- CHALLENGE
Exactly as given, write out the lines from the one containing "A single marker falls on each instance of the cooked" through the end of the listing, with both ends included and nothing else.

════════

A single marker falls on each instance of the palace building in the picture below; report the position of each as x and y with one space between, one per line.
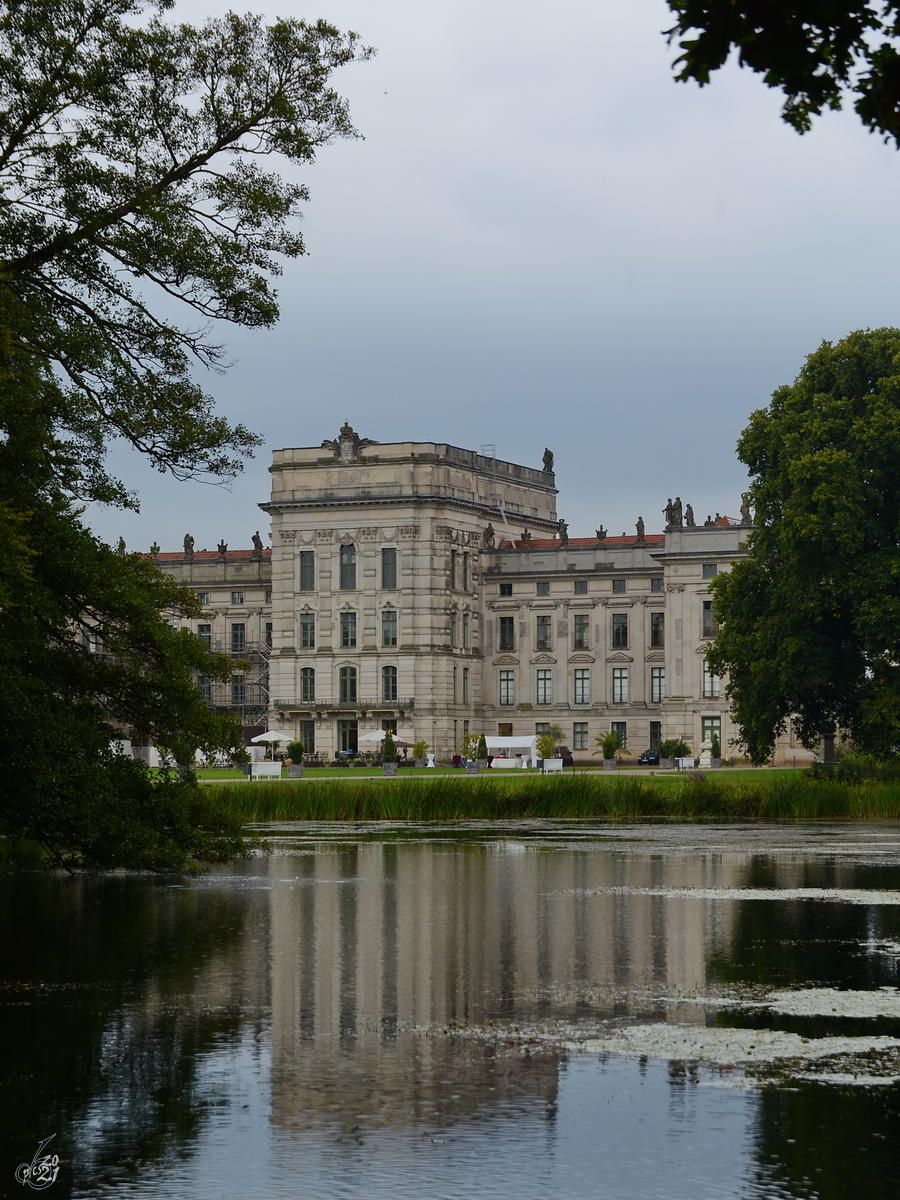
433 591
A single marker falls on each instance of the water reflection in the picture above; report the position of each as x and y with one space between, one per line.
324 1012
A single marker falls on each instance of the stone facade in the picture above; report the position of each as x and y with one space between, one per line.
433 591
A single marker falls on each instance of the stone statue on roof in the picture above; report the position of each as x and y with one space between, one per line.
348 444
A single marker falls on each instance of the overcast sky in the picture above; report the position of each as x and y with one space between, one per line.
544 240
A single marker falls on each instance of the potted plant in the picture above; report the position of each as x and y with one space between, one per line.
671 749
610 744
389 755
294 760
715 751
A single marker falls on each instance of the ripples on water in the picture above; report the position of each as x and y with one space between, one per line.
467 1011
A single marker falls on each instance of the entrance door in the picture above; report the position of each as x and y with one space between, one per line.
348 736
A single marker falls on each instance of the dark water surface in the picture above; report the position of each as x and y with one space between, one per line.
522 1009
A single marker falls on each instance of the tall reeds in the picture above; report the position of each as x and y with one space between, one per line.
573 796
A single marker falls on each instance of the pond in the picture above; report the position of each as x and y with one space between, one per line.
513 1009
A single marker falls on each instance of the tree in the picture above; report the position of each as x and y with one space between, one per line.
815 51
810 619
131 180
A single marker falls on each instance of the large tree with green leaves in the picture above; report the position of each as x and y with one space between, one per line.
133 181
811 618
814 51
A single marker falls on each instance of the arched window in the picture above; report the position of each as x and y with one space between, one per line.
347 684
389 683
348 567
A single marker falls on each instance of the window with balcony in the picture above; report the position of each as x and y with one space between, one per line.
348 629
389 568
711 625
658 629
619 630
711 683
348 568
347 685
389 627
389 683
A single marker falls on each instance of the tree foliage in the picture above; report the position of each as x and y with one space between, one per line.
815 51
811 618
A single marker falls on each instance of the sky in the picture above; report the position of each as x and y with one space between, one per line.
544 240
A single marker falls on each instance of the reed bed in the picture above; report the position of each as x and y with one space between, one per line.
573 796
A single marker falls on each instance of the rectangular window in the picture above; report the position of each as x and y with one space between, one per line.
348 568
711 625
658 629
582 631
389 627
348 629
307 736
389 568
307 570
619 685
347 685
389 683
711 683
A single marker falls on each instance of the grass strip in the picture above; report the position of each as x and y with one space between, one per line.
793 798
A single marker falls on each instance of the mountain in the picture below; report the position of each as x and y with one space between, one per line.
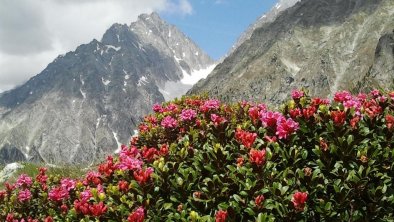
322 45
88 101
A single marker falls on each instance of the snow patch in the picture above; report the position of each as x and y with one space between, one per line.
105 82
196 75
112 47
143 80
98 122
8 171
291 66
83 93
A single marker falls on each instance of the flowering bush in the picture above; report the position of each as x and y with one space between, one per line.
196 159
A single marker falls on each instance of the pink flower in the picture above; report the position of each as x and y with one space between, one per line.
188 114
58 194
169 122
86 195
128 163
157 108
92 177
342 96
42 177
297 94
217 120
24 195
257 157
375 93
208 105
149 153
246 138
172 107
318 101
286 127
338 117
299 199
137 216
142 176
221 216
270 119
67 184
258 200
24 180
98 209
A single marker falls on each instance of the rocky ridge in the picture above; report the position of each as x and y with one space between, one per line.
324 46
87 102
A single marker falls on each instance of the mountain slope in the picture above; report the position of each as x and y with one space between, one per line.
324 46
86 102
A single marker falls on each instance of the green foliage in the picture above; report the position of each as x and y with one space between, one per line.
198 160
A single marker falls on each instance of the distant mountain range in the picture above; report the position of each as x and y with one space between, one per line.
322 45
88 101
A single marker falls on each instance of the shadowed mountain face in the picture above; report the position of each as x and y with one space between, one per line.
322 45
87 102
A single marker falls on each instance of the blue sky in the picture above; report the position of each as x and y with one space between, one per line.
216 25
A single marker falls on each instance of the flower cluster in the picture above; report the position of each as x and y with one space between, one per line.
197 159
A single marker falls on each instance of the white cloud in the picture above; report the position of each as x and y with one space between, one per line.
34 32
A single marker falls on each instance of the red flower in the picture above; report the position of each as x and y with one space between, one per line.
323 145
164 150
42 177
107 168
389 121
258 200
240 161
372 109
48 219
98 209
24 195
285 128
254 113
81 207
221 216
137 216
318 101
217 120
58 194
149 153
297 94
92 177
299 199
338 117
64 209
246 138
3 194
257 156
294 113
309 112
142 176
10 218
123 185
169 122
354 121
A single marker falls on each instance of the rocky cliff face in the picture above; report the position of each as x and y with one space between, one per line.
322 45
87 102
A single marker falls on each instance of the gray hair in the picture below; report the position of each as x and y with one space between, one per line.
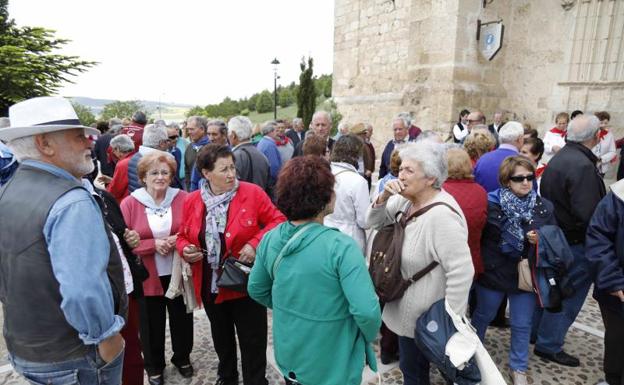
429 136
510 132
153 135
199 120
582 128
431 157
241 126
24 148
122 143
219 123
322 112
268 127
4 122
405 117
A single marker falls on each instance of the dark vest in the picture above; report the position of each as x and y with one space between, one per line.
35 328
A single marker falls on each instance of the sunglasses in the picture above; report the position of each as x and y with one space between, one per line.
521 178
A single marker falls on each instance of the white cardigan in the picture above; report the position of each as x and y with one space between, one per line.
352 200
438 235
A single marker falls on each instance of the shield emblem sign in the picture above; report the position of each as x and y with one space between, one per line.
491 39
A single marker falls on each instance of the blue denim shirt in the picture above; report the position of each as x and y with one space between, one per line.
79 252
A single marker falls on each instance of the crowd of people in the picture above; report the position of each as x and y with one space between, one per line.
127 224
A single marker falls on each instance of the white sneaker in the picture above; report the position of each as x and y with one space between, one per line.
519 378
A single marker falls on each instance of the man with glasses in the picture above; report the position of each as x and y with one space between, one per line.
400 126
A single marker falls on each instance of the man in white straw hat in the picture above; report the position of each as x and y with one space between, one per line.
61 279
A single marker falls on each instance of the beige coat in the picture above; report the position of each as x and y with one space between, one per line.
438 235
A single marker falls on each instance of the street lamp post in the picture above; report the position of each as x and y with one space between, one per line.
275 63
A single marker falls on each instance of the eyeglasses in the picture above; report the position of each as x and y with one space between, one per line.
522 178
161 172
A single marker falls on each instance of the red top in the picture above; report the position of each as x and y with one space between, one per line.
472 199
250 215
118 187
136 219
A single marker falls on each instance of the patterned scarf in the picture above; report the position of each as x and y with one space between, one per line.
216 219
518 211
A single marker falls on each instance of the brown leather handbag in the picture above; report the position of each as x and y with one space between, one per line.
385 261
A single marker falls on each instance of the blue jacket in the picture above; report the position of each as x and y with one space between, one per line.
550 268
604 248
501 269
486 169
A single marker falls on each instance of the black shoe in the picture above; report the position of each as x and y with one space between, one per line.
158 379
561 358
186 370
223 381
388 358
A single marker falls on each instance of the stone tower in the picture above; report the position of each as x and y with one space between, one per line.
422 56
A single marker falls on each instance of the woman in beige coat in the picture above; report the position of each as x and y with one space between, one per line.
440 235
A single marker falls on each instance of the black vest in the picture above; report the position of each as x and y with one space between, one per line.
35 328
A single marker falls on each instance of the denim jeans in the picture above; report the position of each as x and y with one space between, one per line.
521 307
550 329
414 365
88 370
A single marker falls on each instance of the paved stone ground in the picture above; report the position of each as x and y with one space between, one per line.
584 340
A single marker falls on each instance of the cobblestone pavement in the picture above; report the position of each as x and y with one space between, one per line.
584 340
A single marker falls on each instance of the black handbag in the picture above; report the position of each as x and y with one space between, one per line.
234 275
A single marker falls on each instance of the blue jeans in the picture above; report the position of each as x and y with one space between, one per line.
414 365
88 370
549 329
521 308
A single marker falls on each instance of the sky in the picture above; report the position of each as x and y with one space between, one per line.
185 51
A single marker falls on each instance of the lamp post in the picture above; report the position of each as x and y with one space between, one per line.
275 63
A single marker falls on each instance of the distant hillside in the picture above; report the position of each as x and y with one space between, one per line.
96 105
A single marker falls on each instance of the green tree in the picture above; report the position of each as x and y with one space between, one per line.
195 111
119 109
28 65
285 97
306 97
85 115
265 102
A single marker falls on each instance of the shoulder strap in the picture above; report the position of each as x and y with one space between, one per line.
280 256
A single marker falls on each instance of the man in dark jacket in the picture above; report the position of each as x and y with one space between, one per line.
605 253
574 186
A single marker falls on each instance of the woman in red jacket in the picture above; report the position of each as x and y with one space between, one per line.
226 218
155 212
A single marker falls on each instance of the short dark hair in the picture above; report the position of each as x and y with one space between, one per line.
537 146
505 172
208 155
347 149
304 187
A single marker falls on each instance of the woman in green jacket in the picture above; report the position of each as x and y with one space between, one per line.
325 311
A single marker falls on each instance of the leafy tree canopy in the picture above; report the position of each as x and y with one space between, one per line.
28 66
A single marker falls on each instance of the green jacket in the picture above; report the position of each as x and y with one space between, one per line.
325 311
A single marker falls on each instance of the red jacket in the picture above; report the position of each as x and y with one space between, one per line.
250 215
472 198
136 219
118 187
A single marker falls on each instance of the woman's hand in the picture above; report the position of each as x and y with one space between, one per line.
391 188
247 254
192 253
131 237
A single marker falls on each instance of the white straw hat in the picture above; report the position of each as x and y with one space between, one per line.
42 115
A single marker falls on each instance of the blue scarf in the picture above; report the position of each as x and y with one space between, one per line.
518 211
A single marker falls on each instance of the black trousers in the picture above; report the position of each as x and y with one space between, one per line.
247 319
614 346
180 328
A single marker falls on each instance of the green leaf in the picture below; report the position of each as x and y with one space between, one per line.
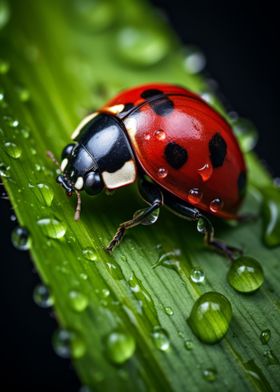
124 317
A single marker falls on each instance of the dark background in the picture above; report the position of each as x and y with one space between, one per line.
240 44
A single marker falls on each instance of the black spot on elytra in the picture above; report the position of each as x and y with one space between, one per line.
151 93
218 150
175 155
162 106
242 183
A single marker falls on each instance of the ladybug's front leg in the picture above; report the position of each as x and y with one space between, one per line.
205 227
154 197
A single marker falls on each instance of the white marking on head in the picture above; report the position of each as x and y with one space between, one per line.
124 176
63 165
79 183
131 126
82 124
116 109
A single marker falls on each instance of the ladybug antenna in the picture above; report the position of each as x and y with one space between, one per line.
78 207
52 158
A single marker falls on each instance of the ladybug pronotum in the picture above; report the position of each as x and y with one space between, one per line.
183 153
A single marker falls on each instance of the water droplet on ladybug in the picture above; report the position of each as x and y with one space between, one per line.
205 171
195 195
216 205
160 134
162 172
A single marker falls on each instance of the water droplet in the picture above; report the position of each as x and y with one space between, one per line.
245 274
265 336
141 46
210 317
168 310
209 375
44 193
4 67
96 15
162 172
78 300
42 296
23 93
197 275
115 271
271 217
120 346
150 219
89 254
11 122
68 344
13 150
160 134
216 205
270 357
188 344
52 228
205 171
195 196
246 133
21 238
194 61
161 338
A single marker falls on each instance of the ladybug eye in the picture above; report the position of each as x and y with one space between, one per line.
93 183
67 150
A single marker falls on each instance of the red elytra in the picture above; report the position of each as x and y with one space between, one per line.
185 146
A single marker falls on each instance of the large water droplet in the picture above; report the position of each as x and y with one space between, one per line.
78 300
209 374
89 254
205 171
246 133
141 46
42 296
13 150
197 275
4 13
96 15
210 317
161 338
194 196
245 274
265 336
52 228
194 61
120 346
68 344
150 219
21 238
44 193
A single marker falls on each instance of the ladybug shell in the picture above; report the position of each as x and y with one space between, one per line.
184 145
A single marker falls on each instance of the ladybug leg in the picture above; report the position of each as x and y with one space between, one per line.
205 227
154 197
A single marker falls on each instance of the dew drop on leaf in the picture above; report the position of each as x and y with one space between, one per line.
68 344
120 346
78 300
42 296
210 317
265 336
13 150
52 228
245 274
161 338
21 238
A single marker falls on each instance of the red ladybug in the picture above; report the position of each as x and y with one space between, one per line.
183 152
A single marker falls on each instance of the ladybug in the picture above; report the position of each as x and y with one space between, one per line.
182 151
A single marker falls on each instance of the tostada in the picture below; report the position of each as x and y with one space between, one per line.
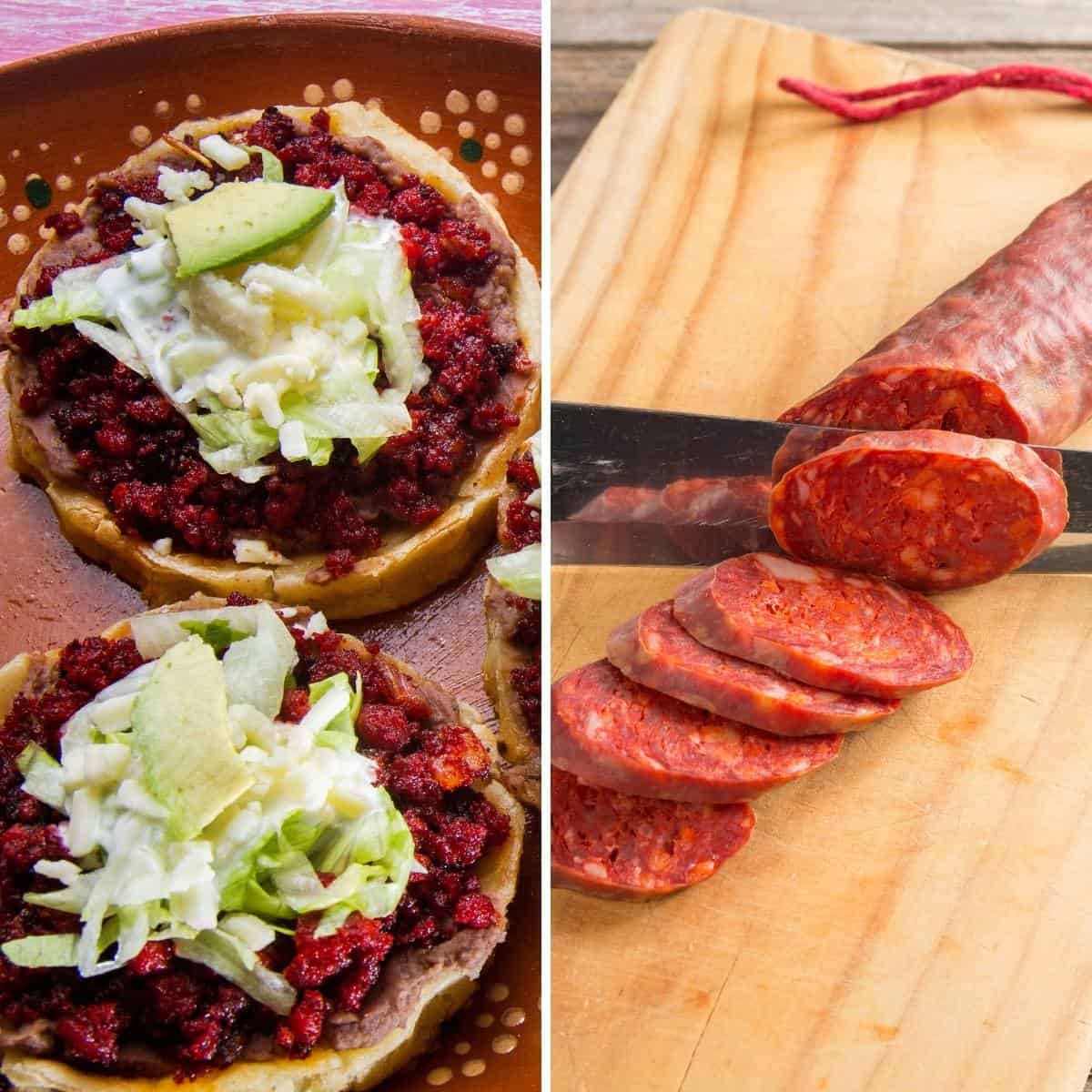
285 353
240 851
512 666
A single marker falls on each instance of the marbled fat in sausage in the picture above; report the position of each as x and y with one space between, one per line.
610 731
1006 353
836 631
655 651
931 511
622 846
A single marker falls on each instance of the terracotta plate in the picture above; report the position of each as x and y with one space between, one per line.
470 90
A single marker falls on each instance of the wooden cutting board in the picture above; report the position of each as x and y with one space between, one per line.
915 916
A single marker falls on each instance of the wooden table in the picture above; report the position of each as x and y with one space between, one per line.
598 43
25 31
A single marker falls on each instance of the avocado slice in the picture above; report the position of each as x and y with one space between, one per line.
180 735
238 222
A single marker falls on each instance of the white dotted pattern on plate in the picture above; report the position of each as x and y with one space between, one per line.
456 1057
474 137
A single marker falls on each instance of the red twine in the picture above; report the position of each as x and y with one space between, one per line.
917 94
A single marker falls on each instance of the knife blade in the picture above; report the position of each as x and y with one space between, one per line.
658 489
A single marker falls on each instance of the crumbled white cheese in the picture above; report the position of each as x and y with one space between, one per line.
228 157
178 185
257 551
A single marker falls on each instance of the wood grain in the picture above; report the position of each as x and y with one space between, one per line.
913 916
922 22
587 77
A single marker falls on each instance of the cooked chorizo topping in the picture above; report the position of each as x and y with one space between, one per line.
168 1006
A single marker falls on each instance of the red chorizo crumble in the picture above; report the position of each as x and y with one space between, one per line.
137 453
191 1018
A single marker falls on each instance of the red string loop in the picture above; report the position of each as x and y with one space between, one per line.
918 94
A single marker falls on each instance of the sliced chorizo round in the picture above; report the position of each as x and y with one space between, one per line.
623 846
610 731
928 509
833 629
655 651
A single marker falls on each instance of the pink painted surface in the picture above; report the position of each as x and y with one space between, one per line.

════════

- WRITTEN ANSWER
A single marker falls on each instance of the cooked chorizo topping in the picture above; report the position of each as x and y with one space between, one per line.
168 1006
A single marker falls on each instance of the red chorizo crumble in the picture above; report the position of each as x and y with one space between, one per line.
137 453
191 1018
A single marker falls on each instance of the red string loop in the picture above; report the position of each as x and y with one space between, one per line.
918 94
A single marker falls on each instance of the sliced chorizo round in the picture above; report the position of each as x and y with one space between, one per line.
623 846
610 731
928 509
833 629
655 651
A single marker falls on each instance of the pink painted surface in the picture above; report the position of each as x and y with one space between, one per line.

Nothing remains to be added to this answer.